Письменное задание A: Выпишите дословно из текста об оттепели весь отрывок, начиная со слов «Книга, бесспорно, выдающаяся.» и вплоть до слов «бы по другому.».

^^^^^^^^^^^^^^^^

Непродолжительный период оттепели – один из самых значимых, но в то же время противоречивых и малоизученных в советской истории. «Культ личности забрызган грязью, / Но на сороковом году / Культ зла и культ однообразья / Еще по-прежнему в ходу», – отзывался на исторические веяния Борис Пастернак в мае 1956 года. Книга Сергея Чупринина построена как хроника главных событий, произошедших в русской культуре с марта 1953‐го по август 1968 года. Их комментаторами выступают либо непосредственные участники, либо очевидцы и современники, чьи свидетельства представлены в дневниках, письмах, воспоминаниях и архивных публикациях. Культура оттепельной эпохи, увиденная на широком социально-политическом фоне, оживает здесь как в диалоге с ожиданиями советского общества, так и в драматическом конфликте с государственным тоталитаризмом и казенным единомыслием. Сергей Чупринин – литературный критик, литературовед, историк культуры, главный редактор журнала «Знамя».
Книга, бесспорно, выдающаяся. Особенно для тех, кто интересуется историей культуры, и вдвойне особенно для современников описываемых событий. Очень уж интересному периоду культурной и политической истории Советского Союза она посвящена. Случайно открыл книгу на 158-й странице и сразу наткнулся на отклик Корнея Чуковского на повесть Веры Пановой «Серёжа» (надо прочитать) и на интересный диалог Молотова с каким-то работником МИДа о повести Хемингуэя «Старик и море»", из-за которого чуть не сорвалась публикация этой повести в «Иностранной литературе». Это подвигло меня на новое прочтение воспоминаний Эренбурга, прошло более 20-и лет и многое теперь звучало бы по другому.
Охват культурных событий очень широк. Концерты Гилельса в США и Ойстраха в Японии, выставка французской живописи в музее им. Пушкина, выставка молодых художников СССР в Академии Художеств (624 художника, 1165 произведений), кто из знаменитых французов приезжал в Ленинград на Неделю французского кино в октябре 1955 года (событий из мира кино вообще упомянуто очень много – фестиваль венгерских фильмов, перечислены десять лучших советских фильмов 1955 года и т. д.).

^^^^^^^^^^^^^^^^

Письменное задание B: Приведите повторно без изменений строки листинга, начиная со строки, содержащей «of the dirt», и вплоть до строки, содержащей «point(253, 244)», включая обе эти строки.

(Записи данных)
^^^^^^^^^^^^^^^^

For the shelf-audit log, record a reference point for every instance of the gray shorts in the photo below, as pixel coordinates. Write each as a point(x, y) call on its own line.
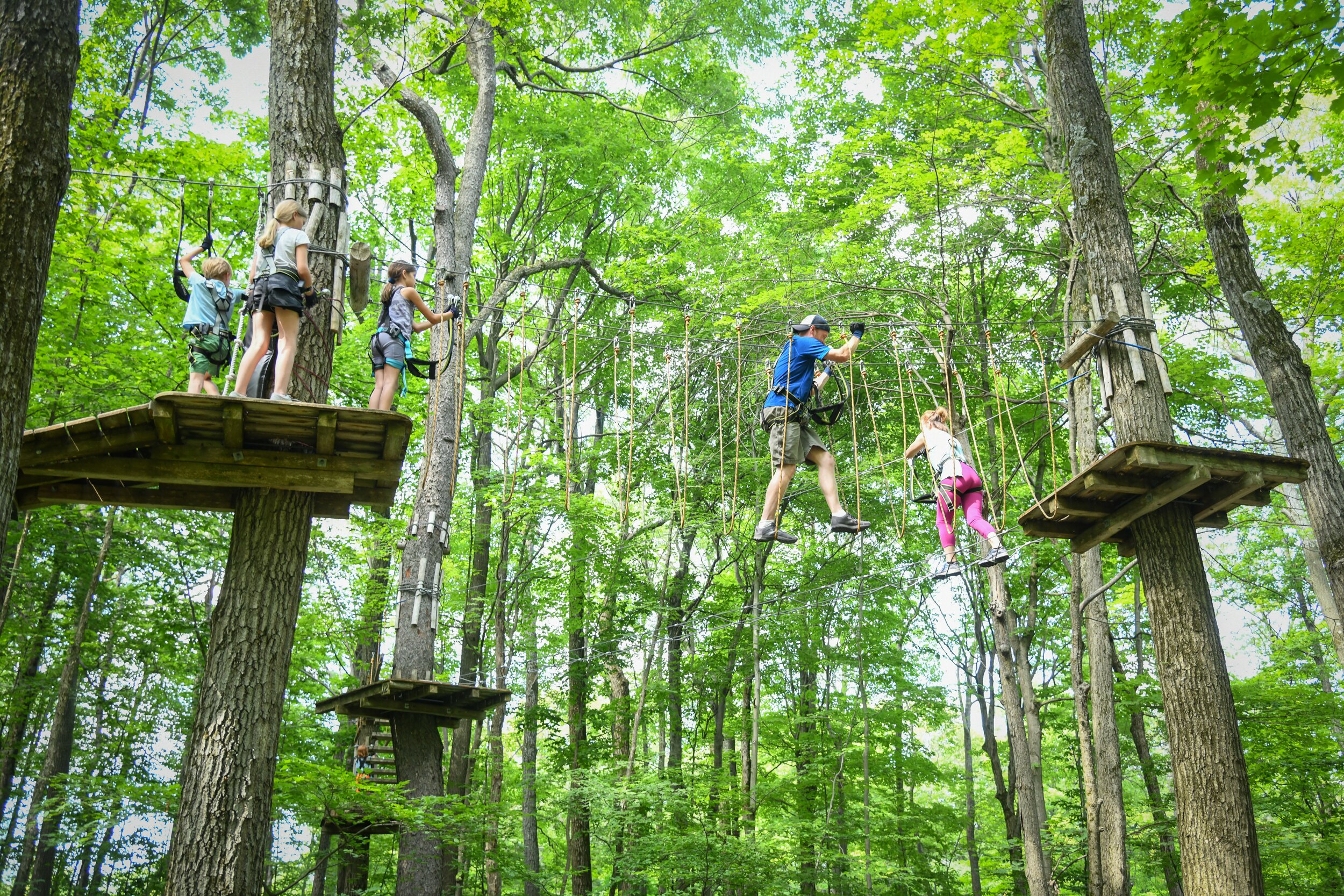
point(792, 441)
point(386, 351)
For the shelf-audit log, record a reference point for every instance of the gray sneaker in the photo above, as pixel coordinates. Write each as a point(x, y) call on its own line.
point(848, 523)
point(770, 532)
point(945, 570)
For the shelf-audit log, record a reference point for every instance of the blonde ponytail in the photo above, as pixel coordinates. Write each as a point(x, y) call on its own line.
point(396, 270)
point(285, 213)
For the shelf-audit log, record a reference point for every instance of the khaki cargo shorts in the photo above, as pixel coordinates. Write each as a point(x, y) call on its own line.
point(793, 441)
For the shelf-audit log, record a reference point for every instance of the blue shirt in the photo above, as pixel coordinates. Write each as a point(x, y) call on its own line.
point(797, 366)
point(201, 307)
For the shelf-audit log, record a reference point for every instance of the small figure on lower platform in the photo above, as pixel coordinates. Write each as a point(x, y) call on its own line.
point(956, 485)
point(210, 310)
point(391, 342)
point(281, 289)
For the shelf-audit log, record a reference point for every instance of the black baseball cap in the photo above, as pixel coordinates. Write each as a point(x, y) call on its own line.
point(810, 321)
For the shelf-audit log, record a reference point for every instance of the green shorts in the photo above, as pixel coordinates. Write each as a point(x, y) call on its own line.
point(789, 442)
point(209, 354)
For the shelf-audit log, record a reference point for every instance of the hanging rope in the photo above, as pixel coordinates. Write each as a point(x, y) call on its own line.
point(630, 448)
point(718, 399)
point(882, 462)
point(1050, 421)
point(676, 476)
point(737, 428)
point(686, 406)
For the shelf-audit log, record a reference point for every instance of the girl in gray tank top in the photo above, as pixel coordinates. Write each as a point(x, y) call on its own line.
point(391, 342)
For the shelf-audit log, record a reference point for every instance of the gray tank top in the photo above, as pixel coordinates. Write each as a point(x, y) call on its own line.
point(399, 312)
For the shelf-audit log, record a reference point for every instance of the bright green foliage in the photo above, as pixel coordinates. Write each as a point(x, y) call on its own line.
point(904, 170)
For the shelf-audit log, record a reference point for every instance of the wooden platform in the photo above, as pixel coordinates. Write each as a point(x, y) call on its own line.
point(1101, 503)
point(382, 699)
point(197, 453)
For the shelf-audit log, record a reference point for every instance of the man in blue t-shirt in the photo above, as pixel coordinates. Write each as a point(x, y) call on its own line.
point(210, 310)
point(792, 440)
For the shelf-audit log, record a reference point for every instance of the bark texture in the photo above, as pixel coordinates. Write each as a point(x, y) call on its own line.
point(39, 55)
point(1217, 824)
point(222, 835)
point(1288, 381)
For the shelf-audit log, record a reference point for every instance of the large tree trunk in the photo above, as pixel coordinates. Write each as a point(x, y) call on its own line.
point(1219, 849)
point(1288, 381)
point(531, 845)
point(222, 833)
point(61, 744)
point(1101, 763)
point(39, 57)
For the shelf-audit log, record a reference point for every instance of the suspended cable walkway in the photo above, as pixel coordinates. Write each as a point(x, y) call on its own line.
point(1103, 503)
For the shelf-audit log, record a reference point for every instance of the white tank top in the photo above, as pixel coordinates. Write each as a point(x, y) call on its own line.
point(944, 453)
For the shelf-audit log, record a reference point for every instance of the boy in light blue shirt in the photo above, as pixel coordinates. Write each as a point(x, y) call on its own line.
point(210, 310)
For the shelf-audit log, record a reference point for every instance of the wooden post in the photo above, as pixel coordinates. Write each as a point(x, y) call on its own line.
point(361, 261)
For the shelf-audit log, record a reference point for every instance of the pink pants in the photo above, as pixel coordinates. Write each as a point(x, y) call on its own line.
point(968, 500)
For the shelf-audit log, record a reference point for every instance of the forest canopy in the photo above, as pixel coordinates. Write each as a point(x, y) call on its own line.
point(628, 207)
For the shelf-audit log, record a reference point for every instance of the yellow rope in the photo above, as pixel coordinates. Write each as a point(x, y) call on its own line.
point(737, 431)
point(718, 399)
point(630, 447)
point(877, 440)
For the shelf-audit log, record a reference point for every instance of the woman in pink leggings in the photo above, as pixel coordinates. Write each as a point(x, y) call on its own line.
point(960, 488)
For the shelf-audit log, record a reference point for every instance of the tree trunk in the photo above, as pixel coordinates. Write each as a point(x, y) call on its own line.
point(1101, 761)
point(531, 845)
point(580, 843)
point(1086, 769)
point(1296, 511)
point(61, 743)
point(222, 835)
point(1139, 733)
point(1288, 381)
point(39, 57)
point(1219, 849)
point(1007, 644)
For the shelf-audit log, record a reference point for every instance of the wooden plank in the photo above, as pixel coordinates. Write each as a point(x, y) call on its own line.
point(1141, 505)
point(50, 450)
point(1088, 339)
point(1117, 483)
point(361, 468)
point(391, 704)
point(166, 422)
point(1277, 469)
point(192, 473)
point(233, 425)
point(111, 494)
point(396, 440)
point(1057, 507)
point(326, 432)
point(1230, 494)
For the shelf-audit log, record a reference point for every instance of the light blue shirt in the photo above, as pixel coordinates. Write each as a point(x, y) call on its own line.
point(201, 307)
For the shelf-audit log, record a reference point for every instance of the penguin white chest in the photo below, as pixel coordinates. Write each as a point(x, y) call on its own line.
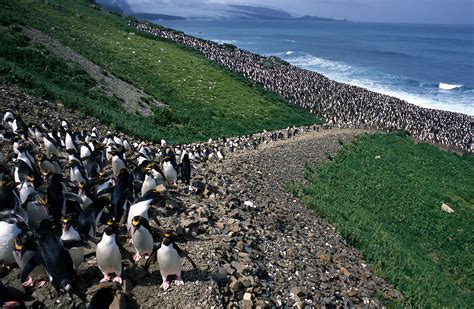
point(8, 232)
point(142, 240)
point(117, 165)
point(77, 254)
point(170, 173)
point(169, 260)
point(109, 258)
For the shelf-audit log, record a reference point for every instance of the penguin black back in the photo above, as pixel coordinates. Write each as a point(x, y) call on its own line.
point(186, 169)
point(56, 259)
point(120, 194)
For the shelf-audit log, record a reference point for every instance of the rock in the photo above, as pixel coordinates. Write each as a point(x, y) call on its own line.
point(298, 291)
point(344, 271)
point(351, 293)
point(249, 204)
point(199, 186)
point(234, 285)
point(446, 208)
point(248, 296)
point(239, 267)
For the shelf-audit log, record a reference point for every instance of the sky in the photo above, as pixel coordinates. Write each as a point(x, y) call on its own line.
point(409, 11)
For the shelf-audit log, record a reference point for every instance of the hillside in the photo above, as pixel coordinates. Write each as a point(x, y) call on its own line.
point(202, 99)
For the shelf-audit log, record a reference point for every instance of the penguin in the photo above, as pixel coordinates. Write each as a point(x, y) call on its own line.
point(9, 230)
point(53, 254)
point(108, 296)
point(26, 189)
point(9, 195)
point(148, 184)
point(9, 300)
point(25, 249)
point(118, 162)
point(8, 120)
point(168, 255)
point(119, 196)
point(76, 172)
point(141, 206)
point(26, 166)
point(36, 208)
point(169, 171)
point(70, 233)
point(70, 142)
point(186, 169)
point(95, 162)
point(55, 196)
point(48, 166)
point(85, 151)
point(141, 237)
point(89, 218)
point(51, 145)
point(109, 258)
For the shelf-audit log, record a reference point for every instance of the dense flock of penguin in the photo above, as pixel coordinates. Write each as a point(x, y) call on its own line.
point(341, 105)
point(63, 191)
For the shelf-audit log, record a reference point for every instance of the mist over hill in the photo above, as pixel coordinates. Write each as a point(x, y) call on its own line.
point(169, 11)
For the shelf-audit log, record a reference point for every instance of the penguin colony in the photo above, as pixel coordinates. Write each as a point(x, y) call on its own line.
point(342, 105)
point(63, 192)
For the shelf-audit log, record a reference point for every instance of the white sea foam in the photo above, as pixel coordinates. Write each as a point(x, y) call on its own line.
point(448, 86)
point(385, 83)
point(234, 42)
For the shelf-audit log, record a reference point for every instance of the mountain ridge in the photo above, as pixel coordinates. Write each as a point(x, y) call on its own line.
point(218, 12)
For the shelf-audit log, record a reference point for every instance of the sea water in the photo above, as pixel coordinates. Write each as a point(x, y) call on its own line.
point(427, 65)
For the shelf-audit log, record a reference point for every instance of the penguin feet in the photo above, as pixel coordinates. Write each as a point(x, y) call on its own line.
point(28, 283)
point(42, 283)
point(105, 279)
point(179, 281)
point(137, 257)
point(117, 279)
point(81, 272)
point(165, 285)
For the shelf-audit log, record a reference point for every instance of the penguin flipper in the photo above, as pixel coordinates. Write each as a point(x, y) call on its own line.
point(28, 268)
point(152, 257)
point(184, 253)
point(127, 254)
point(74, 243)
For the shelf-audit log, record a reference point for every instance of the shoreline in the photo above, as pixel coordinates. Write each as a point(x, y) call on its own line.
point(341, 105)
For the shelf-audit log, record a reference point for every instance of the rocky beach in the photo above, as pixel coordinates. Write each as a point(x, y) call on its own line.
point(253, 242)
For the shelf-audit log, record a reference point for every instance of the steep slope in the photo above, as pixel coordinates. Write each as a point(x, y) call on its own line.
point(204, 99)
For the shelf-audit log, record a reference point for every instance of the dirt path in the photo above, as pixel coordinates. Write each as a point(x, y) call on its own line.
point(254, 244)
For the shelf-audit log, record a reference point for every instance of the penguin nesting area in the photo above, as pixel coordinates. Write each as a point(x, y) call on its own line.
point(253, 244)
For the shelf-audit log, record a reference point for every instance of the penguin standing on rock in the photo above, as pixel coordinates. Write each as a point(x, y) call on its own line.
point(169, 171)
point(186, 169)
point(169, 258)
point(109, 258)
point(10, 228)
point(53, 254)
point(141, 238)
point(70, 233)
point(25, 249)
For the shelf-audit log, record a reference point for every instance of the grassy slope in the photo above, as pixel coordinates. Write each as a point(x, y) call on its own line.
point(390, 209)
point(205, 100)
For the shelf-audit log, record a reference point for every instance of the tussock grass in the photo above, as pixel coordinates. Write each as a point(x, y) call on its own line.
point(204, 99)
point(390, 209)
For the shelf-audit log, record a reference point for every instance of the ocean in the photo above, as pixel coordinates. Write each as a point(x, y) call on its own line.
point(427, 65)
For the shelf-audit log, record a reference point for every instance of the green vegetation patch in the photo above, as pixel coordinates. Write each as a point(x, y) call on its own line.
point(204, 100)
point(384, 193)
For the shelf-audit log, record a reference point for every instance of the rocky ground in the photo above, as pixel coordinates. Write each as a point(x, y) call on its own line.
point(254, 244)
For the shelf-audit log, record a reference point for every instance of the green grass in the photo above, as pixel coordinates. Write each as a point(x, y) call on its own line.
point(205, 100)
point(390, 209)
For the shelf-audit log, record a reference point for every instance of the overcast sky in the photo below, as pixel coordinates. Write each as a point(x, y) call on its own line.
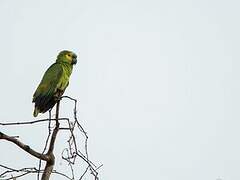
point(157, 82)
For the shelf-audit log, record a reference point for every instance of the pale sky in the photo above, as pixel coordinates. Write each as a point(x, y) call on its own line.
point(157, 83)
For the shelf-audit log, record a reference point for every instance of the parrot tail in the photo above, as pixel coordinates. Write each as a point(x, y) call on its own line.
point(36, 111)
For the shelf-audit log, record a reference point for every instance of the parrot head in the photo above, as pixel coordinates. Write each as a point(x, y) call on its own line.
point(67, 57)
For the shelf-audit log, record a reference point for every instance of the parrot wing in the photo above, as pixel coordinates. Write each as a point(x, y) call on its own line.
point(49, 87)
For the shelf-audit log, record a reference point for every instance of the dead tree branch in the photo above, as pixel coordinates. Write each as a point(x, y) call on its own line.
point(69, 154)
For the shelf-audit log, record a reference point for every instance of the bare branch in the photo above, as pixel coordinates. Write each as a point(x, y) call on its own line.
point(24, 147)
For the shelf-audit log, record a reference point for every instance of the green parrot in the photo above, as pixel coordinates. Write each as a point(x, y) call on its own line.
point(54, 82)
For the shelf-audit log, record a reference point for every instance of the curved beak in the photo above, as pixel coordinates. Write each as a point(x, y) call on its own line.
point(74, 61)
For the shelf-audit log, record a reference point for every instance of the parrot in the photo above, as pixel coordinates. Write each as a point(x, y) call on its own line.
point(54, 82)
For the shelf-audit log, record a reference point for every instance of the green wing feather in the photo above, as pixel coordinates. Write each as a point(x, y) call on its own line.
point(50, 89)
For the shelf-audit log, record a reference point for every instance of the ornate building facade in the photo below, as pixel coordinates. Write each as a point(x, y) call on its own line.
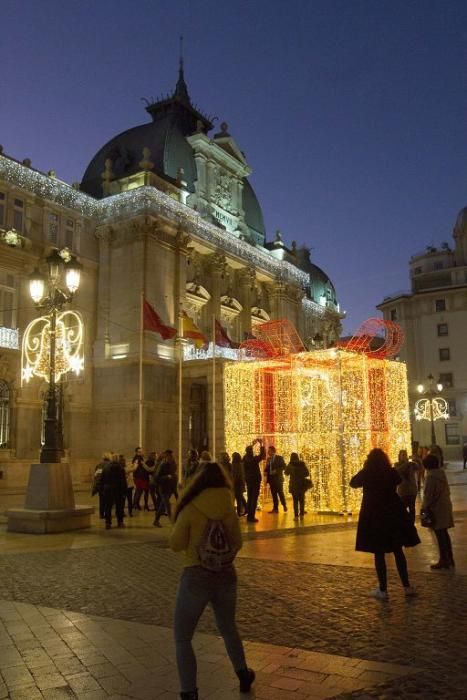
point(433, 315)
point(166, 212)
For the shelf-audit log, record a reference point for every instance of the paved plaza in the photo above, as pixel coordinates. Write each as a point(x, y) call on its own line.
point(88, 614)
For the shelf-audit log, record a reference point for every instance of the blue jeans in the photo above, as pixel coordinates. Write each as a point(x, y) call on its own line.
point(197, 588)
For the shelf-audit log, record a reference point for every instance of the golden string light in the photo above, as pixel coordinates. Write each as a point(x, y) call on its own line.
point(69, 346)
point(330, 406)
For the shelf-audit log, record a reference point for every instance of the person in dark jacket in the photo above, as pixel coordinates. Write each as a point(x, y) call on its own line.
point(238, 478)
point(384, 525)
point(114, 486)
point(97, 484)
point(191, 465)
point(437, 498)
point(299, 475)
point(141, 479)
point(166, 483)
point(408, 488)
point(252, 471)
point(274, 473)
point(150, 466)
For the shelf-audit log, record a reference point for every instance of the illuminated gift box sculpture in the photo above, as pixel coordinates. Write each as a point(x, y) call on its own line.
point(331, 406)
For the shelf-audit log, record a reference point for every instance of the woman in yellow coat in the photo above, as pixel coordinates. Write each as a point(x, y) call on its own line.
point(207, 530)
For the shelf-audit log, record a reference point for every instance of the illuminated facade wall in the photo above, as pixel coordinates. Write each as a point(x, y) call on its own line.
point(331, 406)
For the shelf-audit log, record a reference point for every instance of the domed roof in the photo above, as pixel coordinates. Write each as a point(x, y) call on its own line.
point(173, 119)
point(320, 283)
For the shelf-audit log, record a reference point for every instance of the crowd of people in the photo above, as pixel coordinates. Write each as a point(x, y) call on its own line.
point(152, 483)
point(212, 499)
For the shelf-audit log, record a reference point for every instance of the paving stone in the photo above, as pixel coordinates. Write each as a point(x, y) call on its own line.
point(296, 606)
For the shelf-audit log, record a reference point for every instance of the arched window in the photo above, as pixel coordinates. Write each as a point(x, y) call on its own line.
point(4, 413)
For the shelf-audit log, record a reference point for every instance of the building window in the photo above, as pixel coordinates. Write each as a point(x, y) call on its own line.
point(443, 329)
point(7, 300)
point(18, 215)
point(69, 234)
point(452, 434)
point(446, 379)
point(2, 208)
point(52, 228)
point(4, 413)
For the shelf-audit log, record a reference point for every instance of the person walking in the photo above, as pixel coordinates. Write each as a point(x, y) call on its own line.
point(114, 485)
point(97, 483)
point(207, 504)
point(274, 473)
point(252, 472)
point(238, 480)
point(150, 465)
point(224, 461)
point(408, 487)
point(437, 501)
point(384, 525)
point(191, 465)
point(298, 483)
point(166, 483)
point(141, 479)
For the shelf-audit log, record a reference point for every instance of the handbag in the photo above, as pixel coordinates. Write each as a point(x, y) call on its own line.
point(427, 518)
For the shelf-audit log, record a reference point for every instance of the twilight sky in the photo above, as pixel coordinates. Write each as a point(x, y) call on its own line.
point(352, 113)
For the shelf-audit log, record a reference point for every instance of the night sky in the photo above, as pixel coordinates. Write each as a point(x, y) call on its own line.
point(352, 114)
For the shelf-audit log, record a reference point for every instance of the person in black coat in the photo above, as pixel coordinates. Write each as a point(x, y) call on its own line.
point(274, 473)
point(166, 483)
point(299, 483)
point(384, 525)
point(253, 477)
point(114, 486)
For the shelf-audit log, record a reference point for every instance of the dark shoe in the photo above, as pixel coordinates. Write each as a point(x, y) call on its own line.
point(439, 565)
point(246, 677)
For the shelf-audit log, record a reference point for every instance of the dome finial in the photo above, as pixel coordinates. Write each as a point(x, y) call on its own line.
point(181, 89)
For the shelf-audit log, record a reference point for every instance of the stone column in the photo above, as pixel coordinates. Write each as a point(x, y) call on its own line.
point(217, 270)
point(102, 343)
point(247, 278)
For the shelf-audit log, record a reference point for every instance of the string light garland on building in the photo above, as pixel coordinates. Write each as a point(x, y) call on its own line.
point(148, 200)
point(438, 405)
point(69, 346)
point(330, 406)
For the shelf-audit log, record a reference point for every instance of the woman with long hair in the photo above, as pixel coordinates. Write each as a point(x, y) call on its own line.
point(384, 525)
point(206, 506)
point(437, 499)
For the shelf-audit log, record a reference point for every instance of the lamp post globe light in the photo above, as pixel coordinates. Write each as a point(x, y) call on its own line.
point(50, 297)
point(432, 407)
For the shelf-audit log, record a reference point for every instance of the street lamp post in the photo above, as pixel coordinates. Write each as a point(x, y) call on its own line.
point(432, 406)
point(50, 297)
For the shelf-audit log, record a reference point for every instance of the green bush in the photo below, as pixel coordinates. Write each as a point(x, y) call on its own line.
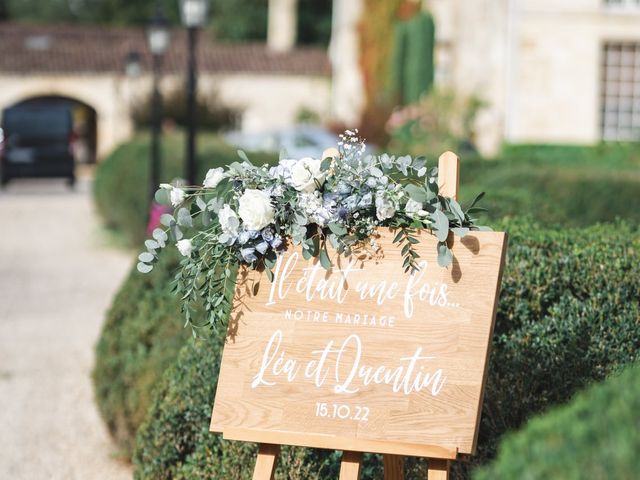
point(412, 59)
point(565, 186)
point(568, 316)
point(595, 436)
point(121, 186)
point(140, 339)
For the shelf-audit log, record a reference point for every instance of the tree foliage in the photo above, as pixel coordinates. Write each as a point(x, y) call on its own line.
point(232, 20)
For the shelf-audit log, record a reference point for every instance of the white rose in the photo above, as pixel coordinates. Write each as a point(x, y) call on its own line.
point(213, 178)
point(414, 208)
point(306, 175)
point(228, 221)
point(384, 209)
point(185, 247)
point(255, 209)
point(177, 196)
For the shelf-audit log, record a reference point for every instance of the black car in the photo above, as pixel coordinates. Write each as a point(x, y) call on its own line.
point(38, 142)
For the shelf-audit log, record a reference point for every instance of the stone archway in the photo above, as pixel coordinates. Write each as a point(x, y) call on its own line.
point(85, 123)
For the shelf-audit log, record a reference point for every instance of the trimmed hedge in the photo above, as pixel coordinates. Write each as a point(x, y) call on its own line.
point(141, 338)
point(568, 316)
point(595, 436)
point(558, 185)
point(120, 188)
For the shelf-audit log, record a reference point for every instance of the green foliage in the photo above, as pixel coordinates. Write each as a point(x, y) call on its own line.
point(140, 339)
point(175, 442)
point(568, 316)
point(595, 436)
point(230, 20)
point(121, 182)
point(210, 114)
point(565, 186)
point(413, 69)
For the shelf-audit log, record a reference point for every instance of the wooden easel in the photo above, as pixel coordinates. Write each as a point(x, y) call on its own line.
point(437, 468)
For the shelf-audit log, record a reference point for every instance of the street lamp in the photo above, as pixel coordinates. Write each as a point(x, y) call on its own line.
point(158, 38)
point(194, 16)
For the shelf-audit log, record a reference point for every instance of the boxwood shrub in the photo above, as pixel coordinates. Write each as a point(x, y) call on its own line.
point(140, 339)
point(595, 436)
point(569, 315)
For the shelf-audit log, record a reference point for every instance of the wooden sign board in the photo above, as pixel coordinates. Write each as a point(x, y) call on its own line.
point(365, 358)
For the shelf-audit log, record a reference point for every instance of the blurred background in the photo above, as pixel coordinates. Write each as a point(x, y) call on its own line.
point(101, 100)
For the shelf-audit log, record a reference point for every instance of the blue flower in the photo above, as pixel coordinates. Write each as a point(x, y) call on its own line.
point(262, 247)
point(343, 188)
point(268, 234)
point(366, 200)
point(248, 254)
point(276, 242)
point(244, 237)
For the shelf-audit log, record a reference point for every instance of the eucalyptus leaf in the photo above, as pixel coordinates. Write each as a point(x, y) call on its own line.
point(144, 268)
point(456, 209)
point(324, 260)
point(445, 257)
point(416, 193)
point(243, 156)
point(184, 218)
point(441, 225)
point(167, 219)
point(460, 231)
point(337, 228)
point(160, 236)
point(146, 257)
point(202, 205)
point(475, 201)
point(151, 244)
point(206, 218)
point(162, 197)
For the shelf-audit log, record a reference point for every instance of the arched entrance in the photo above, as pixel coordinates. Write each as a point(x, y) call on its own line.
point(85, 123)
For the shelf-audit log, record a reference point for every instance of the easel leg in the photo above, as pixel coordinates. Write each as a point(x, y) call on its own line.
point(438, 469)
point(393, 467)
point(266, 461)
point(350, 465)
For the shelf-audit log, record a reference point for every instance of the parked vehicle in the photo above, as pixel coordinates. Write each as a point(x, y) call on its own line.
point(38, 142)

^^^^^^^^^^^^^^^^

Ответ к заданию A:
Книга, бесспорно, выдающаяся. Особенно для тех, кто интересуется историей культуры, и вдвойне особенно для современников описываемых событий. Очень уж интересному периоду культурной и политической истории Советского Союза она посвящена. Случайно открыл книгу на 158-й странице и сразу наткнулся на отклик Корнея Чуковского на повесть Веры Пановой «Серёжа» (надо прочитать) и на интересный диалог Молотова с каким-то работником МИДа о повести Хемингуэя «Старик и море»", из-за которого чуть не сорвалась публикация этой повести в «Иностранной литературе». Это подвигло меня на новое прочтение воспоминаний Эренбурга, прошло более 20-и лет и многое теперь звучало бы по другому.

Ответ к заданию B:
For the shelf-audit log, record a reference point for every instance of the dirt path in the photo above, as pixel coordinates. Write each as a point(x, y) call on its own line.
point(254, 244)
For the shelf-audit log, record a reference point for every instance of the penguin nesting area in the photo above, as pixel coordinates. Write each as a point(x, y) call on its own line.
point(253, 244)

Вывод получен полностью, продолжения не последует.